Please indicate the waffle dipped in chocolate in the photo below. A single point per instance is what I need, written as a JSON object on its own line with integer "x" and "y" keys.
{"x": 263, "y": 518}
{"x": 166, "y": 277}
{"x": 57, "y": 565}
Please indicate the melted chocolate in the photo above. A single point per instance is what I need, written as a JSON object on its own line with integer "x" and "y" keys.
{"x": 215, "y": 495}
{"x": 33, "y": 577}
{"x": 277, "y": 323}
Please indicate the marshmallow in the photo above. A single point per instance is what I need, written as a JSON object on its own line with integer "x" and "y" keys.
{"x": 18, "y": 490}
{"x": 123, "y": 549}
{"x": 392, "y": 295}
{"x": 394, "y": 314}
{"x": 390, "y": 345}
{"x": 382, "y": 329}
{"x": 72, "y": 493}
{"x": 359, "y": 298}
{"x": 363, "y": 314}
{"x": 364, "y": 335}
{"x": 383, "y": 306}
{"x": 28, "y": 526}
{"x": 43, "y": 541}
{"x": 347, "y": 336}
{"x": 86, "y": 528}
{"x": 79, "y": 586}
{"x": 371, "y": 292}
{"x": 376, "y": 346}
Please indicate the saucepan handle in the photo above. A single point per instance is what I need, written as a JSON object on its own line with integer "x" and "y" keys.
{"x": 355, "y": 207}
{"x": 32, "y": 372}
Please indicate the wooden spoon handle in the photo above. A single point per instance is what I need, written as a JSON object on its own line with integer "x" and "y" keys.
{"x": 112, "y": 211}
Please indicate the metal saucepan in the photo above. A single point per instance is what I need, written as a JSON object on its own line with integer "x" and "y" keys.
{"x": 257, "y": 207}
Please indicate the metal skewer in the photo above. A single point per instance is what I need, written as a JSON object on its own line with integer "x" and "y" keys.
===============
Required task →
Every entry above needs to be quoted exactly.

Complete output →
Please indicate the waffle dipped in chocolate in the photo below. A single point per instance is what I need, written as a JSON object on its own line with integer "x" and "y" keys.
{"x": 263, "y": 518}
{"x": 166, "y": 277}
{"x": 57, "y": 565}
Please indicate the melted chocolate in the photo above. A single point per instance is what I need, written as a JSON object on its own line with integer "x" and "y" keys.
{"x": 215, "y": 495}
{"x": 33, "y": 577}
{"x": 277, "y": 323}
Please indicate the marshmallow in the photo above. A single point per instance is what I need, written as a JSON object on its own line with integer "x" and "y" keys.
{"x": 18, "y": 490}
{"x": 123, "y": 549}
{"x": 392, "y": 295}
{"x": 394, "y": 314}
{"x": 390, "y": 345}
{"x": 382, "y": 329}
{"x": 72, "y": 493}
{"x": 359, "y": 298}
{"x": 363, "y": 314}
{"x": 364, "y": 335}
{"x": 383, "y": 306}
{"x": 28, "y": 526}
{"x": 43, "y": 541}
{"x": 347, "y": 336}
{"x": 86, "y": 528}
{"x": 79, "y": 586}
{"x": 371, "y": 292}
{"x": 376, "y": 346}
Please indicate the saucepan handle in the photo above. A single point per instance is what I need, written as a JSON object on its own line with integer "x" and "y" keys.
{"x": 355, "y": 207}
{"x": 32, "y": 372}
Please indicate the wooden spoon handle in the photo above. A single point per instance is what I need, written as a JSON object on its own line with integer "x" and "y" keys.
{"x": 112, "y": 211}
Please indicate the metal saucepan in the photo above. A single point per instance is what I need, written as a JSON object on its own line with integer "x" and "y" keys.
{"x": 257, "y": 207}
Please indicate the metal skewer in the photo above. A single point per instance is what I need, written as a JSON object on its own line with integer "x" and "y" keys.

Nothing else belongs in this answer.